#### DOCUMENTO
★ ★ ★ ★ ★

Ya no recuerdo cuando fue la primera vez que dije que sería
la última vez que te escribiría. Pero cuando empiezas a escribir algo grande en
una página, en vez de pasar, intentas continuar escribiendo en los bordes y los
espacios que quedan entre las líneas, de
palabras que saben a tinta mezcladas con dolor.
Pero por mucho que tache todo lo que te llegué a escribir es
imposible olvidar todo lo que vivimos. Siempre dijimos que intentaríamos
hacerlo lo mejor posible, por si algún día nuestra historia terminase, guardar un
buen recuerdo de ella, y que al recordarla solo fuésemos felices.
Pues bien, a mí solo me hace feliz recordar aquellas tardes
que pasábamos en tu casa, tirados en el sofá, sin decir nada porque ya se lo
decían todo nuestras manos y nuestros labios. Me hace feliz pensar en las
huidas, en las escapadas que hacíamos sin planificar. Cuando me mandabas un
mensaje y me decías: “estoy en tu puerta esperándote, baja tal y
como estés que nadie nos verá, vamos a huir lejos, muy lejos”, y me faltaba
tiempo para estar abajo con una coleta hecha con prisas, con un pantalón corto
y mi camiseta preferida que me regalaste aquella noche en que me te la dejaste sin
querer en el suelo de mi habitación.
Bajaba como un huracán, y
eras capaz de hacerme sentir una revolución cuando me abrazabas y me mirabas con
esa sonrisa, para luego regalarme un beso que casi me dabas con los dientes de
tanta felicidad como traías. Y te decía me llevases lejos de
este barrio, que fuésemos a un lugar por conocer.

★ ★ ★ ★ ★

#### EJERCICIO PROPUESTO A
Traduzca al inglés esta oración del texto anterior: «Pero por mucho que tache todo lo que te llegué a escribir es imposible olvidar todo lo que vivimos.»

#### Entradas de datos recopiladas
★ ★ ★ ★ ★

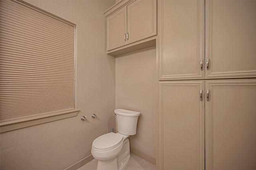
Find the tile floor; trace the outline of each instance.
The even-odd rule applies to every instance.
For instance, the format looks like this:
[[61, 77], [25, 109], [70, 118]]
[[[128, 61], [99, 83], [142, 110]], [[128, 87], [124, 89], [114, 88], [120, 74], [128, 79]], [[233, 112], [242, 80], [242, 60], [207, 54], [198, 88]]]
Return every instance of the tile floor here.
[[[77, 170], [96, 170], [97, 160], [94, 159]], [[156, 166], [131, 153], [131, 157], [124, 170], [155, 170]]]

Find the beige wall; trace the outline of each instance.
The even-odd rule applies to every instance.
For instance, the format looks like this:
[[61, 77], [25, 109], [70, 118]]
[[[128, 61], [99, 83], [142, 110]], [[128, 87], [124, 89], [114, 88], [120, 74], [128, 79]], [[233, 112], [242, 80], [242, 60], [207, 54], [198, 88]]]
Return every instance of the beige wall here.
[[116, 108], [140, 112], [137, 134], [129, 136], [131, 152], [156, 164], [158, 86], [156, 48], [116, 59]]
[[[1, 170], [62, 170], [91, 154], [115, 127], [115, 59], [106, 54], [108, 0], [26, 2], [77, 24], [77, 116], [1, 133]], [[93, 119], [94, 113], [98, 118]], [[80, 117], [87, 116], [87, 121]]]

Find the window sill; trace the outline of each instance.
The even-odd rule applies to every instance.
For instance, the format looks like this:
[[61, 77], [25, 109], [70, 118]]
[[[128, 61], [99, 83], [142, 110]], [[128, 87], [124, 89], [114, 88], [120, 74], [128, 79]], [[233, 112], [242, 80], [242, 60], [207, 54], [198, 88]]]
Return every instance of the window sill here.
[[76, 116], [79, 111], [79, 110], [73, 109], [3, 121], [0, 122], [0, 133]]

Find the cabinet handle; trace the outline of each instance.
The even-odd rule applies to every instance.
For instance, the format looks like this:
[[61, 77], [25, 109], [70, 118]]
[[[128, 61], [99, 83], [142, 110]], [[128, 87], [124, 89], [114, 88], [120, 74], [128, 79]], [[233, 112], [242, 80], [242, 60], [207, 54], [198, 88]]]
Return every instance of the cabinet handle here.
[[200, 59], [200, 69], [201, 70], [203, 70], [203, 59]]
[[209, 65], [210, 64], [210, 59], [209, 58], [206, 58], [206, 69], [209, 69]]
[[210, 90], [208, 89], [206, 90], [206, 100], [209, 101], [209, 96], [210, 95]]

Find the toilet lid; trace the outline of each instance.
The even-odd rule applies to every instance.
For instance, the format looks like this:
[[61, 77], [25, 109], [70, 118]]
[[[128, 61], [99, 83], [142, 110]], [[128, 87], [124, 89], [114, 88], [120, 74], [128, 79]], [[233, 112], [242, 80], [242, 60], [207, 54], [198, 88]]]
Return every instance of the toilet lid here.
[[123, 139], [121, 135], [111, 132], [97, 138], [92, 142], [92, 146], [98, 149], [110, 150], [119, 145]]

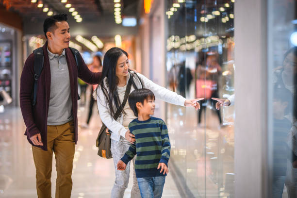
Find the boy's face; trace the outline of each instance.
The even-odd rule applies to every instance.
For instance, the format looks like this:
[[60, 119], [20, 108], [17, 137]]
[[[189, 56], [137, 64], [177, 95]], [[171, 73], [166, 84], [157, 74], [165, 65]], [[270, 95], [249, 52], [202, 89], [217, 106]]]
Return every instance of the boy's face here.
[[70, 35], [69, 25], [66, 21], [56, 22], [55, 27], [51, 32], [48, 32], [48, 39], [60, 49], [69, 47]]
[[137, 102], [138, 104], [138, 114], [146, 114], [150, 115], [152, 115], [155, 113], [155, 108], [156, 105], [155, 104], [155, 99], [145, 99], [143, 101], [143, 104], [141, 102]]

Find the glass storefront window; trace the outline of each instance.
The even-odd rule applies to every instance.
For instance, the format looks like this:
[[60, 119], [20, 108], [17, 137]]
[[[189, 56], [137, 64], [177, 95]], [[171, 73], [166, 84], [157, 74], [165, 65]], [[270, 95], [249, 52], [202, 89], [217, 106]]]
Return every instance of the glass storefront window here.
[[234, 94], [234, 1], [167, 1], [167, 88], [205, 98], [198, 112], [167, 104], [175, 174], [189, 197], [233, 197], [234, 107], [212, 98]]
[[269, 196], [297, 197], [296, 2], [268, 2]]

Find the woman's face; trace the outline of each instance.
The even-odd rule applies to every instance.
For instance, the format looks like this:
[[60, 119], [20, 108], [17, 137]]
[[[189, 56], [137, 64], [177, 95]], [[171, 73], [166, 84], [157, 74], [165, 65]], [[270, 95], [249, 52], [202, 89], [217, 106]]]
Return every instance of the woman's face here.
[[297, 73], [297, 57], [290, 53], [283, 61], [283, 69], [287, 73]]
[[122, 54], [117, 60], [116, 75], [117, 78], [121, 79], [127, 76], [129, 69], [130, 60], [125, 54]]

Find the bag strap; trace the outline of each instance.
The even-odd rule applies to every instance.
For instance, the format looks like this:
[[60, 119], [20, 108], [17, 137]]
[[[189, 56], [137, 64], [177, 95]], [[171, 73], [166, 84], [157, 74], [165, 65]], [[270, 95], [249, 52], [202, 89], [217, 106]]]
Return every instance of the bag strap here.
[[124, 107], [127, 102], [127, 100], [128, 100], [128, 97], [129, 96], [129, 94], [130, 94], [130, 91], [131, 90], [131, 86], [132, 85], [132, 78], [130, 78], [129, 79], [129, 81], [128, 81], [128, 84], [127, 85], [127, 88], [126, 88], [126, 92], [125, 92], [125, 96], [124, 96], [124, 99], [123, 99], [123, 102], [122, 102], [122, 105], [120, 107], [117, 109], [116, 112], [115, 114], [115, 116], [114, 116], [114, 119], [115, 120], [116, 120], [119, 115], [122, 113], [122, 111], [124, 109]]
[[75, 48], [69, 47], [69, 49], [71, 50], [71, 52], [73, 54], [73, 56], [74, 56], [74, 59], [75, 59], [75, 63], [76, 63], [76, 65], [77, 66], [77, 71], [80, 69], [80, 66], [82, 64], [82, 58], [81, 56], [79, 55], [79, 52]]
[[36, 104], [37, 81], [43, 68], [44, 56], [42, 48], [37, 48], [33, 51], [33, 53], [34, 53], [34, 88], [32, 105], [34, 106]]
[[[77, 66], [77, 71], [80, 69], [80, 66], [82, 64], [82, 58], [79, 55], [79, 52], [77, 50], [73, 48], [69, 48], [74, 56], [75, 63]], [[42, 47], [37, 48], [33, 50], [34, 54], [34, 88], [33, 89], [33, 99], [32, 100], [32, 106], [36, 104], [36, 98], [37, 96], [37, 81], [38, 78], [41, 73], [43, 68], [43, 62], [44, 56], [43, 55], [43, 50]], [[78, 99], [80, 99], [80, 96], [77, 95]]]

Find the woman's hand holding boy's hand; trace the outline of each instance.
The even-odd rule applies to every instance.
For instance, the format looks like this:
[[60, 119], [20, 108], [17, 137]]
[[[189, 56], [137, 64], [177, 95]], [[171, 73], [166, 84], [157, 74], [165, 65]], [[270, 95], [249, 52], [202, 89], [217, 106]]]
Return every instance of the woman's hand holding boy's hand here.
[[168, 174], [168, 167], [164, 163], [159, 163], [159, 165], [158, 166], [158, 168], [160, 169], [161, 167], [161, 170], [160, 171], [160, 173], [162, 173], [163, 170], [164, 170], [164, 172], [163, 173], [163, 175], [165, 175], [165, 174]]
[[130, 130], [128, 130], [125, 133], [125, 138], [133, 144], [135, 142], [135, 135], [130, 132]]
[[120, 160], [116, 165], [116, 167], [117, 169], [119, 170], [124, 170], [126, 169], [126, 166], [127, 165], [124, 163], [122, 161]]

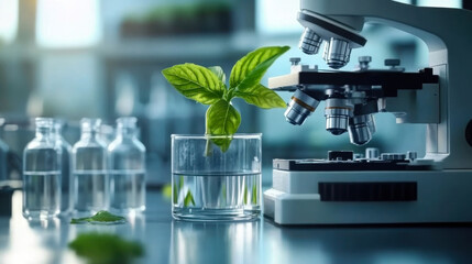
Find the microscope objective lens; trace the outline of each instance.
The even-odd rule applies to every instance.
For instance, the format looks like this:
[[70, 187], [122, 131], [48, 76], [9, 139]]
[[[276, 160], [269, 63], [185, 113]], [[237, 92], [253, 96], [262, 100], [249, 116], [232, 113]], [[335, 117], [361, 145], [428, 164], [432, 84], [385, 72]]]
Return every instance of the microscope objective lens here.
[[305, 54], [317, 54], [319, 46], [321, 45], [322, 38], [316, 34], [312, 30], [306, 28], [301, 34], [298, 47]]

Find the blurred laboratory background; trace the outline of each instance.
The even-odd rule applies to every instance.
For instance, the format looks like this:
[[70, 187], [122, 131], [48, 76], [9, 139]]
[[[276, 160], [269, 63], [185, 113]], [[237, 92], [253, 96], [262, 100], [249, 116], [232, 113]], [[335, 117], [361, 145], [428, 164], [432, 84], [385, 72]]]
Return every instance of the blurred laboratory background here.
[[[466, 8], [461, 0], [402, 2]], [[327, 68], [320, 55], [297, 48], [303, 31], [298, 10], [295, 0], [0, 0], [0, 179], [21, 178], [34, 117], [65, 120], [64, 136], [74, 144], [81, 118], [101, 118], [103, 138], [112, 139], [114, 120], [134, 116], [147, 151], [149, 185], [171, 182], [171, 134], [202, 134], [207, 107], [176, 92], [161, 70], [191, 62], [219, 65], [229, 75], [241, 56], [266, 45], [292, 50], [270, 68], [264, 85], [271, 76], [289, 73], [289, 57]], [[367, 44], [352, 51], [344, 70], [354, 69], [364, 55], [372, 56], [372, 68], [385, 68], [385, 58], [399, 58], [408, 72], [428, 65], [426, 45], [413, 35], [377, 24], [366, 25], [362, 34]], [[279, 95], [286, 101], [292, 96]], [[349, 143], [348, 134], [325, 130], [322, 108], [294, 127], [285, 121], [284, 109], [262, 110], [242, 100], [235, 107], [242, 116], [240, 133], [263, 133], [265, 184], [273, 158], [364, 152]], [[367, 147], [424, 155], [424, 127], [396, 124], [389, 113], [375, 118], [377, 132]]]

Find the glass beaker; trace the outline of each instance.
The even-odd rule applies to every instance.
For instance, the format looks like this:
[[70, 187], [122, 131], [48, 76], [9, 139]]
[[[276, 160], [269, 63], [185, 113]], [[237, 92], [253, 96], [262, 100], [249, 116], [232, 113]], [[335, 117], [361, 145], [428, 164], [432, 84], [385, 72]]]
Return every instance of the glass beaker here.
[[[172, 135], [172, 215], [250, 220], [261, 212], [262, 134]], [[231, 139], [227, 151], [215, 144]]]

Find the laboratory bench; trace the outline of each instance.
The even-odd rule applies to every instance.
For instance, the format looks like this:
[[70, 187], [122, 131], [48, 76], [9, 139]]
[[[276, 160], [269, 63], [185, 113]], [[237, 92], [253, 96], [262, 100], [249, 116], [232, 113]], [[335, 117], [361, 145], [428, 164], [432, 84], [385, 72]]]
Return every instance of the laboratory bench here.
[[67, 244], [83, 232], [109, 232], [140, 241], [136, 263], [428, 263], [472, 262], [472, 226], [282, 227], [261, 217], [248, 222], [185, 222], [171, 200], [147, 191], [147, 210], [127, 223], [29, 222], [20, 190], [12, 216], [0, 217], [0, 263], [84, 263]]

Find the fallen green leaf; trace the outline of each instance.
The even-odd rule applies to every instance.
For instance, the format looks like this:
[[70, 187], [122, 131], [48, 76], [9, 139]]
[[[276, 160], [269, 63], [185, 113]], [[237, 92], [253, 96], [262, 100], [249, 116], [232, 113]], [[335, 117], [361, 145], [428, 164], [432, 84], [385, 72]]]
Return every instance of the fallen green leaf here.
[[68, 246], [88, 264], [128, 264], [144, 255], [141, 243], [109, 233], [81, 233]]
[[108, 211], [99, 211], [92, 217], [70, 219], [70, 223], [110, 224], [110, 223], [124, 223], [124, 222], [127, 222], [125, 218], [112, 215]]

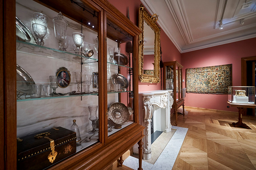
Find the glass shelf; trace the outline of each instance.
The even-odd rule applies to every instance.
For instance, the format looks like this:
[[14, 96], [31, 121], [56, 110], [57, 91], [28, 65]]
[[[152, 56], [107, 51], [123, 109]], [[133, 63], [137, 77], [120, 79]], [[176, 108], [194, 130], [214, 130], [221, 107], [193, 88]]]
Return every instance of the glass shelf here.
[[69, 61], [87, 64], [97, 62], [98, 60], [83, 56], [72, 52], [58, 50], [48, 47], [16, 40], [16, 52], [54, 59], [59, 59]]
[[[108, 94], [112, 94], [114, 93], [129, 93], [132, 92], [132, 91], [112, 91], [111, 92], [108, 92]], [[83, 94], [76, 94], [63, 96], [53, 96], [53, 97], [41, 97], [39, 98], [31, 98], [30, 97], [25, 98], [25, 95], [21, 95], [21, 96], [20, 97], [18, 97], [17, 98], [17, 102], [22, 102], [24, 101], [31, 101], [32, 100], [43, 100], [45, 99], [52, 99], [54, 98], [63, 98], [64, 97], [70, 97], [77, 96], [90, 96], [90, 95], [94, 95], [97, 96], [98, 95], [98, 93], [86, 93]], [[29, 96], [29, 95], [28, 95], [28, 96]]]
[[[23, 101], [30, 101], [32, 100], [43, 100], [44, 99], [52, 99], [54, 98], [63, 98], [64, 97], [77, 97], [77, 96], [90, 96], [90, 95], [94, 95], [97, 96], [98, 95], [98, 93], [86, 93], [82, 94], [77, 94], [77, 95], [73, 95], [63, 96], [53, 96], [53, 97], [41, 97], [39, 98], [31, 98], [30, 97], [25, 98], [25, 95], [23, 95], [20, 97], [17, 97], [17, 102], [22, 102]], [[29, 95], [27, 96], [29, 96]]]
[[132, 91], [111, 91], [110, 92], [108, 92], [108, 94], [112, 94], [113, 93], [122, 93], [132, 92]]
[[[16, 40], [16, 52], [19, 53], [62, 60], [82, 64], [98, 61], [97, 59], [76, 54], [74, 52], [73, 53], [72, 52], [66, 52], [18, 40]], [[120, 66], [132, 69], [132, 67], [125, 66], [110, 62], [107, 63], [111, 65]]]
[[128, 68], [131, 68], [132, 69], [133, 68], [132, 67], [128, 67], [127, 66], [123, 66], [122, 65], [119, 65], [119, 64], [115, 64], [115, 63], [112, 63], [112, 62], [107, 62], [107, 63], [108, 64], [111, 64], [112, 65], [120, 66], [121, 67], [123, 67]]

★ ★ ★ ★ ★

#### EJERCICIO PROPUESTO B
Reproduzca sin cambios las líneas de las entradas desde la que contiene «Find the window» hasta la que contiene «122], [0, 133]]», ambas incluidas.

#### RESPUESTA A
But no matter how much I cross out everything I ever wrote to you, it is impossible to forget everything we lived through.

#### RESPUESTA B
Find the window sill; trace the outline of each instance.
The even-odd rule applies to every instance.
For instance, the format looks like this:
[[61, 77], [25, 109], [70, 118]]
[[[128, 61], [99, 83], [142, 110]], [[128, 87], [124, 89], [114, 88], [120, 74], [128, 79]], [[233, 112], [242, 80], [242, 60], [207, 54], [198, 88]]]
Return every instance of the window sill here.
[[76, 116], [79, 111], [79, 110], [73, 109], [3, 121], [0, 122], [0, 133]]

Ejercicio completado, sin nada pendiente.